- CONSEGNA A
Trasforma in un elenco numerato le righe dei record a partire da quella che contiene "Challenge: dry grass is" e fino a quella che contiene "[0,122,264,348]", entrambe comprese. Tralascia le righe vuote.

Cosa aspettarsi dagli Einsturzende Neubauten nell’anno 2014?
La formazione tedesca è stata indubbiamente portatrice di un'esperienza fondamentale per la storia della musica tutta; un'esperienza che però, a voler essere stronzi, avrebbe potuto concludersi anche alla fine della decade ottantiana. Io, che stronzo non sono, ho apprezzato anche i lavori successivi, progetti collaterali compresi, ma sempre con il naso arricciato, la fronte aggrottata ed una punta di insoddisfazione sulla lingua: eterno rispetto per un ensemble storico come gli Einsturzende Neubauten, che mai ci ha “tradito” con lavori scadenti; il fatto è che, come capita praticamente a tutti, prima o poi s’invecchia, l'ispirazione si spegne, il mestiere prende il sopravvento. E noialtri finiamo per accontentarci di album di classe e ben confezionati, ma non più animati dalla originaria fiamma dell’ispirazione.
Per “Lament”, progetto iper-ambizioso concepito per essere rappresentato dal vivo (dimensione in cui l’opera troverà compimento definitivo), mi sento di fare un ragionamento diverso: un colosso di oltre settanta minuti che ha per tema la Prima Guerra Mondiale (ricordiamo che nel 2014 cade il centenario dello scoppio della Grande Guerra) o è un mattone inascoltabile o è un capolavoro.
Personalmente mi sento di propendere per la seconda riva, e questo per almeno un paio di motivi. Da un lato l'enorme sforzo di ricerca che vi sta dietro: “Lament” è anzitutto un'opera concettuale, dove i rimandi storiografici si sprecano (basti leggere, nel booklet interno, le note che accompagnano ciascun brano). Dall’altro l'eccellente realizzazione: vuoi il mestiere, vuoi l'esperienza, vuoi un dispiegamento di forze immane (compreso un set da camera che segue i cinque teutonici in pressoché tutti le tappe di questo viaggio), fatto sta che l'equilibrio formale raggiunto in questa circostanza è veramente notevole, straordinario se si pensa alla complessità del concept. Il modo in cui si struttura e sviluppa il discorso, la pienezza e la ricercatezza dei suoni e degli arrangiamenti, la ricchezza dei contenuti e il tema alto fanno di “Lament” inevitabilmente un capolavoro. O almeno la zampata vincente di un vecchio leone che dopo anni di lavori non pienamente convincenti torna a ruggire e dispensare maestria. Chi altro, del resto, poteva arrivare dove oggi volano i Neubauten?
Musicalmente “Lament” si può descrivere come una gamma di momenti percussivi. Se in verità tutto il percorso artistico degli Einsturnzende è spiegabile come una diversa intensità del tema percussivo, in un lavoro come “Lament” il battito e le pulsazioni (che si tratti dei soliti tubi sbattuti con veemenza, o di raffinati pattern elettronici) vengono ad acquisire un ruolo di prim'ordine: sono le percussioni che evocano continuamente il tema della guerra attraverso la marzialità di un sound che si fa aspro o introspettivo a seconda del momento (se non venissero in mente act quali Der Blutharsch, Les Joiaux de la Princesse o Dernière Volonté sarebbe lecito parlare di martial industrial). E sono le percussioni la sostanza del sound di “Lament”, che ospita comunque tutto quello che ci si può aspettare da signori incappottati ed incravattati che poco più di trent’anni fa sconquassavano il mondo della musica con i martelli pneumatici, e che oggi si approcciano alla materia musicale con il piglio posato di colti intellettuali.

(Estratto del dataset)
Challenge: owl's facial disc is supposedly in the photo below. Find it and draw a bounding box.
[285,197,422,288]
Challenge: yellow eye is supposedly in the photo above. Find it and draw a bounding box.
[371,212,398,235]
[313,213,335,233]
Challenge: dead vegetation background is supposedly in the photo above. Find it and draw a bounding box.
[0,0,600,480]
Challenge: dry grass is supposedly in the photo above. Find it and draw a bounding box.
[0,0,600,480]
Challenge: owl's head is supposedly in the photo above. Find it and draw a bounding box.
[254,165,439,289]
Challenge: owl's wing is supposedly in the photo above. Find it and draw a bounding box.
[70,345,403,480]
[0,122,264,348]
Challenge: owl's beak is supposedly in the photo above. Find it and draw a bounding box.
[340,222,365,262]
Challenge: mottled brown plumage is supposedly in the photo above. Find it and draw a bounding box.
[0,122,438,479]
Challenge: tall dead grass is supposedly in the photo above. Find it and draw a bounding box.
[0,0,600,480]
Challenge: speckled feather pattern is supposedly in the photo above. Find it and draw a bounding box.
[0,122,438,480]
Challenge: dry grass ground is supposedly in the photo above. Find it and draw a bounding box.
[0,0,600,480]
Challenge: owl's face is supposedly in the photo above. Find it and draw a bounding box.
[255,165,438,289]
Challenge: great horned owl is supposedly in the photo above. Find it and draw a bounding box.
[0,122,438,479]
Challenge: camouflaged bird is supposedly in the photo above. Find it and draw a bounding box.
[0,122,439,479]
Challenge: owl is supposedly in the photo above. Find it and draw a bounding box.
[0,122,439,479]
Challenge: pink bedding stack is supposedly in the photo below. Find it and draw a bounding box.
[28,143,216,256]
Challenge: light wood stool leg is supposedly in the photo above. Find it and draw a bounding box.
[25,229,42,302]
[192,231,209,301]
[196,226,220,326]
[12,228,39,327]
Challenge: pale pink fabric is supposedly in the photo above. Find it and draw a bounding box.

- CONSEGNA B
Stampa senza modifiche il passo della recensione a partire da "La formazione tedesca" e fino a "originaria fiamma dell’ispirazione.".

- SOLUZIONE DELL'ESERCIZIO A
1. Challenge: dry grass is supposedly in the photo above. Find it and draw a bounding box.
2. [0,0,600,480]
3. Challenge: owl's head is supposedly in the photo above. Find it and draw a bounding box.
4. [254,165,439,289]
5. Challenge: owl's wing is supposedly in the photo above. Find it and draw a bounding box.
6. [70,345,403,480]
7. [0,122,264,348]

- SOLUZIONE DELL'ESERCIZIO B
La formazione tedesca è stata indubbiamente portatrice di un'esperienza fondamentale per la storia della musica tutta; un'esperienza che però, a voler essere stronzi, avrebbe potuto concludersi anche alla fine della decade ottantiana. Io, che stronzo non sono, ho apprezzato anche i lavori successivi, progetti collaterali compresi, ma sempre con il naso arricciato, la fronte aggrottata ed una punta di insoddisfazione sulla lingua: eterno rispetto per un ensemble storico come gli Einsturzende Neubauten, che mai ci ha “tradito” con lavori scadenti; il fatto è che, come capita praticamente a tutti, prima o poi s’invecchia, l'ispirazione si spegne, il mestiere prende il sopravvento. E noialtri finiamo per accontentarci di album di classe e ben confezionati, ma non più animati dalla originaria fiamma dell’ispirazione.